• [QUOTED TEXT]:

::::

Incorporeal beings that have mid tier reality warping powers compared to anything in the MU=Bedlam spirits
If you need to break out an interview from Alan Moore rather then actually post scans showcasing their powers compared to the Celestials or other abstracts we might as well call this a day.


----------



## Thor (Sep 7, 2011)

Emperor Joker said:


> Also by this time the Touch was probably about to wear off anyways, keep in mind none of the other Asgardians were capable of resisting it either for that matter



Thor is not like other Asgardian's though is he. He's half elder god.


----------



## The Bite of the She-Wolf (Sep 7, 2011)

Emperor Joker said:


> Yes, this is after he had been under tht Stone Touch for a extended period of time, it's not a resistence feat if he still succumbed to it in the first place, it just means he was able to overcomb the touch's magical nature after the fact.
> 
> Also by this time the Touch was probably about to wear off anyways, keep in mind none of the other Asgardians were capable of resisting it either for that matter



Grey Gargoyle's always been hax.


----------



## Emperor Joker (Sep 7, 2011)

Thor said:


> Thor is not like other Asgardian's though is he. He's half elder god.



I'm aware of that, but it still doesn't change the fact that he still succumbed to the Stone Touch and wasn't able to break out of it's hold until a extended period of time.

It's not a resistence feat.

I'm not even arguing for Star Wars, because I don't care who wins really. I'm just trying to get you to understand that this feat is not what you say and think it is.


----------



## The Bite of the She-Wolf (Sep 7, 2011)

Emperor Joker said:


> The scan of Thor breaking out of Grey Gargoyles's stone touch is during a .1 issue, I can't remember the number
> 
> The other one with him traveling between realms is *Astonishing Thor* 4 I think



Yeah, that's it.



Matta Clatta said:


> Incorporeal beings that have mid tier reality warping powers compared to anything in the MU=Bedlam spirits
> If you need to break out an interview from Alan Moore rather then actually post scans showcasing their powers compared to the Celestials or other abstracts we might as well call this a day.



No one's seriously saying they're at the level of the Celestials.

::::

• [DATA]:
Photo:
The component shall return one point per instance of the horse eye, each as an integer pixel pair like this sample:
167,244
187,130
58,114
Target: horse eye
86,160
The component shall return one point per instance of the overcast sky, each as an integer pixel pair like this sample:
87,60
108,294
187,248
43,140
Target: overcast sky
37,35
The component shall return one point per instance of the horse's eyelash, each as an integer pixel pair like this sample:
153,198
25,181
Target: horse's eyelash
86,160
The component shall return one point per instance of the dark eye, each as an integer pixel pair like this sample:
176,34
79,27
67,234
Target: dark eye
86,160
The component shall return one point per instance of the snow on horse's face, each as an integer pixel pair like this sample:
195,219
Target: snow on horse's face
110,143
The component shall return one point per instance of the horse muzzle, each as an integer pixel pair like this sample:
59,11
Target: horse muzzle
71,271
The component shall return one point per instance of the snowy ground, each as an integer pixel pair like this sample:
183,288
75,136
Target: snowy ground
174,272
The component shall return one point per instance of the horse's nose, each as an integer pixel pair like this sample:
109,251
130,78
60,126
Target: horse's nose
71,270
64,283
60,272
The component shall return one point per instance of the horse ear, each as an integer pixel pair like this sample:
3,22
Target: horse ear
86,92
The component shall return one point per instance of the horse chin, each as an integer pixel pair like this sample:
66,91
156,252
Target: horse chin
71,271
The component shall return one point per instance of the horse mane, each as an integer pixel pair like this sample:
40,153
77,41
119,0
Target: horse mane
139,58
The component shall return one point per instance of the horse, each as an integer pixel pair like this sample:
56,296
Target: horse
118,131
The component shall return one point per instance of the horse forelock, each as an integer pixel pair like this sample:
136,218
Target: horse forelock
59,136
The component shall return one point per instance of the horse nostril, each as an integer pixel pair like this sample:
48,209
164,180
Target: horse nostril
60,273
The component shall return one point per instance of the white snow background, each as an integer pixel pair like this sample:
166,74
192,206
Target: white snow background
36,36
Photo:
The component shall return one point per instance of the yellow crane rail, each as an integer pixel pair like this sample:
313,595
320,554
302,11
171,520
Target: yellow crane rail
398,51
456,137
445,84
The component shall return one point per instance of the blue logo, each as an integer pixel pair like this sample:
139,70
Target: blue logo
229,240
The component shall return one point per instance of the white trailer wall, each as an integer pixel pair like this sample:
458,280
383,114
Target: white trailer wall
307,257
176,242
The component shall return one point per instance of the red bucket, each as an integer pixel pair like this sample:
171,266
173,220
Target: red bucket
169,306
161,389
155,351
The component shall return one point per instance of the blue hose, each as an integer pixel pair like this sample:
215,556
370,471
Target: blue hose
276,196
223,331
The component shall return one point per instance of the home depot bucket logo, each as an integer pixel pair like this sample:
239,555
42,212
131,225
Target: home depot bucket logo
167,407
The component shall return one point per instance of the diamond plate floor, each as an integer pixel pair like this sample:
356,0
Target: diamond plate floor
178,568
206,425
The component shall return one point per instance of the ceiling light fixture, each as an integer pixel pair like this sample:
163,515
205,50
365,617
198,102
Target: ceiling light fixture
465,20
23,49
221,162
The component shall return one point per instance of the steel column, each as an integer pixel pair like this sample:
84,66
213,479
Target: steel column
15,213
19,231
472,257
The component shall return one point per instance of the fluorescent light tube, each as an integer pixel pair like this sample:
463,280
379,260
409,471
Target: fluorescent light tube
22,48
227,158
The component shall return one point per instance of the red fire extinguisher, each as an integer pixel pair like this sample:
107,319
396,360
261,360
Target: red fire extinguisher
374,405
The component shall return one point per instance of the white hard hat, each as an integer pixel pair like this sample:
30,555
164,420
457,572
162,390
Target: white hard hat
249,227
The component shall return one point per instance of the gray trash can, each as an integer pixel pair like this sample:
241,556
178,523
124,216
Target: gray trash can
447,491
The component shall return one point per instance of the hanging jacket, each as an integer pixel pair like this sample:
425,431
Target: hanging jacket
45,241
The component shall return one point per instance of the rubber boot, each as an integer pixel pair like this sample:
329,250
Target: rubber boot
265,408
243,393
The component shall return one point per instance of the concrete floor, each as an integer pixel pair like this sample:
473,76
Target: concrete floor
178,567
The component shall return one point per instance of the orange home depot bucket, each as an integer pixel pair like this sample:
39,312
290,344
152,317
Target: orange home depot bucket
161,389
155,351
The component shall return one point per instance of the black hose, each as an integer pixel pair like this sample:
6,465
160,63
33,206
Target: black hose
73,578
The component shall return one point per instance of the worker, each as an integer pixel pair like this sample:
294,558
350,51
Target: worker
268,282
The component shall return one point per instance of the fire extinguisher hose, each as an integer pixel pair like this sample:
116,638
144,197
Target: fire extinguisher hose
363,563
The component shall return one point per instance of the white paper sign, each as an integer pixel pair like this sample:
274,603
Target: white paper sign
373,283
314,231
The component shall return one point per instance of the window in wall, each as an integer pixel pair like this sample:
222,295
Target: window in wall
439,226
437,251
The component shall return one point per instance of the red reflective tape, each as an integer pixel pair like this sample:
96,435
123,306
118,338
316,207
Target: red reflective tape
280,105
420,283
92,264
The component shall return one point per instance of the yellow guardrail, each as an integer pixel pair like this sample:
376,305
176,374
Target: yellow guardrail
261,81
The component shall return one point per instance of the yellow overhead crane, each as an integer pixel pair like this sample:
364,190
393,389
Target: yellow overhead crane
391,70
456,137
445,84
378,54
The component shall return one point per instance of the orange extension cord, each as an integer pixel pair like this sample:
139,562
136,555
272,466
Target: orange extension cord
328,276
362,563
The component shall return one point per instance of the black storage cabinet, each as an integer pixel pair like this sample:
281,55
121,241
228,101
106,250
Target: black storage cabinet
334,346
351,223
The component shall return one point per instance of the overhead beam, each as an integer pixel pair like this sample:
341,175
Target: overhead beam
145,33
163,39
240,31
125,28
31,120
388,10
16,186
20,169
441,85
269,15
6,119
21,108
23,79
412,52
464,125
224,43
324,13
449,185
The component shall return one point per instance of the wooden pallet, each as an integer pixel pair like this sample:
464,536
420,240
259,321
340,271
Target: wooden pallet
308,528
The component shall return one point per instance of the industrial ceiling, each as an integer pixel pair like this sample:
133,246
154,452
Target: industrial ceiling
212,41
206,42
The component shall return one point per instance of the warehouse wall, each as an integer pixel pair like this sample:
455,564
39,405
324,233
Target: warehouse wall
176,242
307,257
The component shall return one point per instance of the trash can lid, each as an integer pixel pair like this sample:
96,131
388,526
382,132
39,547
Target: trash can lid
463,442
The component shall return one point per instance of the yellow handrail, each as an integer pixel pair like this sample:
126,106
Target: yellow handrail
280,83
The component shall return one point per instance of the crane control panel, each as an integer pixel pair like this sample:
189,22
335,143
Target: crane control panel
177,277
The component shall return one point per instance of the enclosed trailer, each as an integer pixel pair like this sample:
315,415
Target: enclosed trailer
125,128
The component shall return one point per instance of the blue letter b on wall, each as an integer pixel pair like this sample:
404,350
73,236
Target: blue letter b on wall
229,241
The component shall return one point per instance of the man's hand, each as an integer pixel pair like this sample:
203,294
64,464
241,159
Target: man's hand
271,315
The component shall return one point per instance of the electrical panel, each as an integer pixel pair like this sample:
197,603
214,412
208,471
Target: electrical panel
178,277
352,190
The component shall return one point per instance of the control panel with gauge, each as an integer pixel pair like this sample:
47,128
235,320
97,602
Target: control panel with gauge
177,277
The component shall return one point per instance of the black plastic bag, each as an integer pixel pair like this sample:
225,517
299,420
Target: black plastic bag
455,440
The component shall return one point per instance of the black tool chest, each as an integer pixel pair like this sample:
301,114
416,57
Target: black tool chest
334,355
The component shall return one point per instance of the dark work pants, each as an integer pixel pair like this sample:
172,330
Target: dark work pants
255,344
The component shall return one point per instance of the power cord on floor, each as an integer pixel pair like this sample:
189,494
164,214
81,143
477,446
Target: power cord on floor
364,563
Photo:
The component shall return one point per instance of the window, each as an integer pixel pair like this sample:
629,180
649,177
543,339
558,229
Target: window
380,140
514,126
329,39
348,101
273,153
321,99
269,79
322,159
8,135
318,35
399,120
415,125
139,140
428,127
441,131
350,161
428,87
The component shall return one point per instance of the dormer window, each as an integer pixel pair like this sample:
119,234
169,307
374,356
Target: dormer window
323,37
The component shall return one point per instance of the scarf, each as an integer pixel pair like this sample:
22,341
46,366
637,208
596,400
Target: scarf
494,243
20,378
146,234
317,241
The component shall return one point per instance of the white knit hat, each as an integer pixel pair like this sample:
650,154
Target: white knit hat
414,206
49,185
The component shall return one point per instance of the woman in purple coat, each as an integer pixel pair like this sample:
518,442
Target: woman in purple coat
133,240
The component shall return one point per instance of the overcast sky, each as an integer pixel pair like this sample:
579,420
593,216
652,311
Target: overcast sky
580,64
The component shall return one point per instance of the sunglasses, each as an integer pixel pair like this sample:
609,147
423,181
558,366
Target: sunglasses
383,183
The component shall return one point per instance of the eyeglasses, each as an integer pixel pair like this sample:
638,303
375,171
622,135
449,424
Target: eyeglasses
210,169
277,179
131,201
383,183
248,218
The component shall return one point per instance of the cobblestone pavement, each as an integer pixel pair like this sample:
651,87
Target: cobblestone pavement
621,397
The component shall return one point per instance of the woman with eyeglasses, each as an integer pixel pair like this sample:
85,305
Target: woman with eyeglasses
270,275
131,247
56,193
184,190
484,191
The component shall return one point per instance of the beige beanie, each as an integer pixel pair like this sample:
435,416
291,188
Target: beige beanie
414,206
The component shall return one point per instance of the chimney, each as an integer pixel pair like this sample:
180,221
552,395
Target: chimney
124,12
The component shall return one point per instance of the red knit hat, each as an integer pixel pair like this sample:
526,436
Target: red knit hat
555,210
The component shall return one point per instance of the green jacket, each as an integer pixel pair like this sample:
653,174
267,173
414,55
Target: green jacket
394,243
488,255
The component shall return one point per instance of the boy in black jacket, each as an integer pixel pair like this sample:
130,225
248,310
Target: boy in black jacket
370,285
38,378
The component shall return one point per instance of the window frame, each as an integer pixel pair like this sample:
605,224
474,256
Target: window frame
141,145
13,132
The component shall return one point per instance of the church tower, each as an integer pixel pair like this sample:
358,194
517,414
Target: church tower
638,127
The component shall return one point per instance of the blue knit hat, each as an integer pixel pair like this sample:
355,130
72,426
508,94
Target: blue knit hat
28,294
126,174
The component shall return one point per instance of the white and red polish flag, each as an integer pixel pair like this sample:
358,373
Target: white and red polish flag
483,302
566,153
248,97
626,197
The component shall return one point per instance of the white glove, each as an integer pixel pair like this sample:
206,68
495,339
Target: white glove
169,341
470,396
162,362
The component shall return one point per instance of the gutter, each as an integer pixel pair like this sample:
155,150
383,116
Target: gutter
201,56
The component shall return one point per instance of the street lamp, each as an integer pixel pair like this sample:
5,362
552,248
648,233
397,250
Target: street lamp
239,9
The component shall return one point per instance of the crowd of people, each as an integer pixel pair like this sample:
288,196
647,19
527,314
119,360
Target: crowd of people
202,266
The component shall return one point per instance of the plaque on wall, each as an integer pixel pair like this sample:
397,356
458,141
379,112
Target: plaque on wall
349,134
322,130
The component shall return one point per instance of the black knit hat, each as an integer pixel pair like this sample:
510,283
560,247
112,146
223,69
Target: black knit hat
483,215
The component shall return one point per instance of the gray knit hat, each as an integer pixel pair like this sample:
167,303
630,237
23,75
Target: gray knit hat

::::

• [CHALLENGE A]: In the forum thread, what does the poster named Thor give as the reason Thor is unlike other Asgardians?
• [CHALLENGE B]: Transcribe the passage of the forum thread starting with "It's not a resistence feat." and going on through "think it is.".

• [RESPONSE A]: He is half elder god.

• [RESPONSE B]:
It's not a resistence feat.

I'm not even arguing for Star Wars, because I don't care who wins really. I'm just trying to get you to understand that this feat is not what you say and think it is.